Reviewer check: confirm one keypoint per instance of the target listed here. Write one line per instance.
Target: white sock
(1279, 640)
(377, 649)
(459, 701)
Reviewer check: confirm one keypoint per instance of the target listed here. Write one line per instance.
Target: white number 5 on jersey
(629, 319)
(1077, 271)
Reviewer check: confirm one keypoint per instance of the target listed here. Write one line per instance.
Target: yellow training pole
________________
**EXERCISE BRIEF**. Collect every line in the listing above that contains the string "white". Treat the match as case-sensitive.

**SOLVED PROBLEM**.
Target: white sock
Target: white number 5 on jersey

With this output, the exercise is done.